Soprattutto a seguito della pandemia, nel Paese sono emerse con sempre più forza le sfide che affrontano i giornalisti nel lavorare in un sistema caratterizzato da un ciclo di notizie molto veloce e dove lo spazio per l’indagine della verità è sempre più ridotto. Riflettendo su questa sfida, alcuni dei relatori hanno condiviso come l’informazione abbia bisogno di una lettura della realtà sempre più approfondita. Guardando al ruolo delle parole, i relatori hanno riflettuto su come esse possano essere pietre per innalzare muri, ma se accompagnate da una attenta ricerca della verità, da numeri, indagini e parole ponderate, possano invece diventare strumenti per costruire ponti.
«com’è che ci possiamo chiedere se abbiamo pensieri nobili verso ogni persona che è vicina a noi»
Per questo, ha concluso un membro dell’ufficio pubblico relazioni, «è necessario riconoscere che realtà è anche sinonimo di verità. E l’indagine della realtà richiede una partecipazione universale alla ricerca della verità». Guardando in tal senso alle grandi trasformazioni sociali in atto nella società italiana, anche a seguito del movimento di popolazioni, Maria Paola Nanni, ricercatrice IDOS, ha condiviso come sia sempre più necessario, e indispensabile, riconoscere come anche i giornalisti con un background migratorio, la loro professionalità e «le loro competenze possano permetterci di scardinare pregiudizi e arricchire la narrazione» e la comprensione dei profondi processi di trasformazione che attraversano l’Italia.
«La coesione sociale – ha invece affermato Elisa Marincola, giornalista di Report e portavoce di Articolo 21 – non può essere costruita a tavolino e ragionata da pochi, bisogna creare delle basi concrete perché ci possa essere la partecipazione corale alla costruzione della nostra società».

## ISTRUZIONI DEL COMPITO
Spiega in una-tre frasi perché, secondo Maria Paola Nanni nel testo in esame, è necessario riconoscere il contributo dei giornalisti con un background migratorio. I dati forniti non sono necessari.

## DATI FORNITI

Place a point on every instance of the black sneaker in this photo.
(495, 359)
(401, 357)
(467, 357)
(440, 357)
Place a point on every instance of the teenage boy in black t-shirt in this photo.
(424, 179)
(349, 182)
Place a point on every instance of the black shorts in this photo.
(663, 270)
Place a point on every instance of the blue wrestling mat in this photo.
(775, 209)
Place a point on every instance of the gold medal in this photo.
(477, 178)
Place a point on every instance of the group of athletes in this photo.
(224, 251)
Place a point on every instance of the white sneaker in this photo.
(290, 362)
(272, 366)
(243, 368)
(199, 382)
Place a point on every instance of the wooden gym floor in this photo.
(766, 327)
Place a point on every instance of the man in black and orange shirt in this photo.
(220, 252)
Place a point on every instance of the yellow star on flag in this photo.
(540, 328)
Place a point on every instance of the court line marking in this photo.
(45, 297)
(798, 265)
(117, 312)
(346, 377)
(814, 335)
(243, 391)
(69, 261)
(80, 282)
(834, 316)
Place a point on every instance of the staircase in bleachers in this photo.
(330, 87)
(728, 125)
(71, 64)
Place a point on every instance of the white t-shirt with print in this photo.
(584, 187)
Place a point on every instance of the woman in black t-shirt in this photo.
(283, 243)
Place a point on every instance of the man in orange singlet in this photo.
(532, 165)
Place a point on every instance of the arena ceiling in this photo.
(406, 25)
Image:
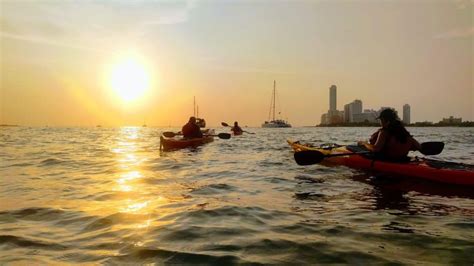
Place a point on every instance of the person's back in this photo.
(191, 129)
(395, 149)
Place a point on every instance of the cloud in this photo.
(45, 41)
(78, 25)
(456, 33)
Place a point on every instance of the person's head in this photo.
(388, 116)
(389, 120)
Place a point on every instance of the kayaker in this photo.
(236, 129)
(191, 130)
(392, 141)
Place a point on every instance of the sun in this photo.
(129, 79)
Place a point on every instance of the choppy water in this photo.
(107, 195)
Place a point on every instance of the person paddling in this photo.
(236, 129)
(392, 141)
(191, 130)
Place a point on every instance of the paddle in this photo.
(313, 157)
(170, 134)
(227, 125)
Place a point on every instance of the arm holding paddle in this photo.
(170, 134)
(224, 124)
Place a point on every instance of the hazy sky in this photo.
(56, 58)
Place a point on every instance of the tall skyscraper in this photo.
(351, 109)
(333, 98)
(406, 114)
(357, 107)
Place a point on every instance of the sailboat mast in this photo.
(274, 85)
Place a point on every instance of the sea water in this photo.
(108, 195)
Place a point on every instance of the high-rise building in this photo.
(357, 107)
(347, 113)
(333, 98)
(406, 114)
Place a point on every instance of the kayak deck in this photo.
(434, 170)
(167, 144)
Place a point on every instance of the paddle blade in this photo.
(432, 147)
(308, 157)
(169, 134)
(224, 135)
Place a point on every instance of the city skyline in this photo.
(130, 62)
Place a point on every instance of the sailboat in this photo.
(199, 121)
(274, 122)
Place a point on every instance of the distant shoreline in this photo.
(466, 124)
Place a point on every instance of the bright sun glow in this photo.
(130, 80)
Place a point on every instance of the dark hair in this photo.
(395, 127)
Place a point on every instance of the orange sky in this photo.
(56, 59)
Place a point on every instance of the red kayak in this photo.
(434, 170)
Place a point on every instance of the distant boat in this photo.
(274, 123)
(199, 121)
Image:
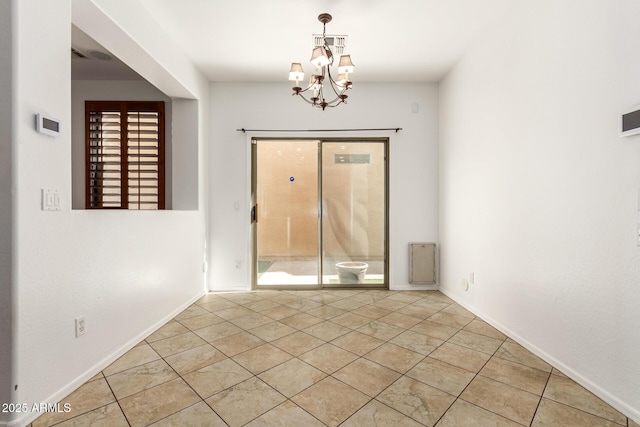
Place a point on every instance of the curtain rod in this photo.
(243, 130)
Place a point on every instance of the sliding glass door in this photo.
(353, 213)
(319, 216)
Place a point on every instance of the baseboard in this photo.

---

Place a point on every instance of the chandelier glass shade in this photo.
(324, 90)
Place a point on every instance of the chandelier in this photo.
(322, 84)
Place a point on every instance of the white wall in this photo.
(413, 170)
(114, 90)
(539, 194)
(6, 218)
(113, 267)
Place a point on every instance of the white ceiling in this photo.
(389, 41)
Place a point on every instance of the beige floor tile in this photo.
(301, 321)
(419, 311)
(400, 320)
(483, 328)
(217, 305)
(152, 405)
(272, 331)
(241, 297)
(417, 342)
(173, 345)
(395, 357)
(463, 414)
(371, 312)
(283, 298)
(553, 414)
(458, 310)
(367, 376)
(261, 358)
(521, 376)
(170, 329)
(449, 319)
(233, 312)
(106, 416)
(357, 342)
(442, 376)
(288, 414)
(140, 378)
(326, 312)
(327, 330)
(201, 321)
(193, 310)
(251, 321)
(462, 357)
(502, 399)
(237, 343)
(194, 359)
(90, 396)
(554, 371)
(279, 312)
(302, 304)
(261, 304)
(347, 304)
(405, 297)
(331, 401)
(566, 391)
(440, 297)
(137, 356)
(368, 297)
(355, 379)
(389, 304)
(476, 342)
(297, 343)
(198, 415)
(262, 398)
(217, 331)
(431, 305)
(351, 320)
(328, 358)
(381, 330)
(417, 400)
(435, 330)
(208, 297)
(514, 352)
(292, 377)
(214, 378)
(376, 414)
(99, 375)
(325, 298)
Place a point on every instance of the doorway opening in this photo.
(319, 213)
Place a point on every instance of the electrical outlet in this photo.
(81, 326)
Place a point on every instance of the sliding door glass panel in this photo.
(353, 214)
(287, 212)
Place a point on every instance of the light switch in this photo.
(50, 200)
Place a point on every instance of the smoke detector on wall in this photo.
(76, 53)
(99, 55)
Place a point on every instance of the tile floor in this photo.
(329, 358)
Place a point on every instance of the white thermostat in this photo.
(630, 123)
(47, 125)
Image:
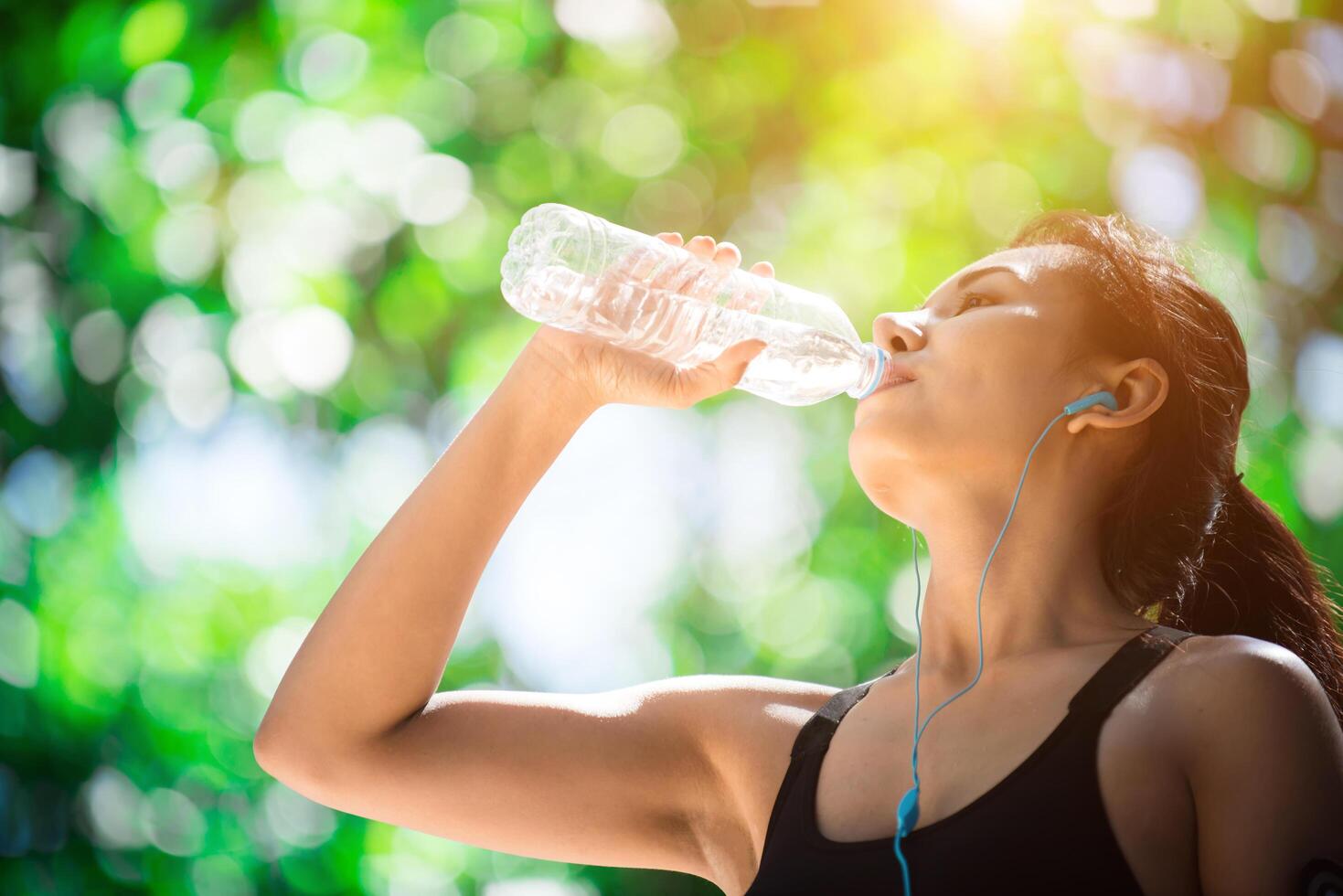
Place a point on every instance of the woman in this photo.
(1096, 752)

## RISPOSTA AL COMPITO
Secondo Maria Paola Nanni, la professionalità e le competenze dei giornalisti con un background migratorio possono aiutare a scardinare pregiudizi e ad arricchire la narrazione. Possono anche arricchire la comprensione dei profondi processi di trasformazione che attraversano l'Italia.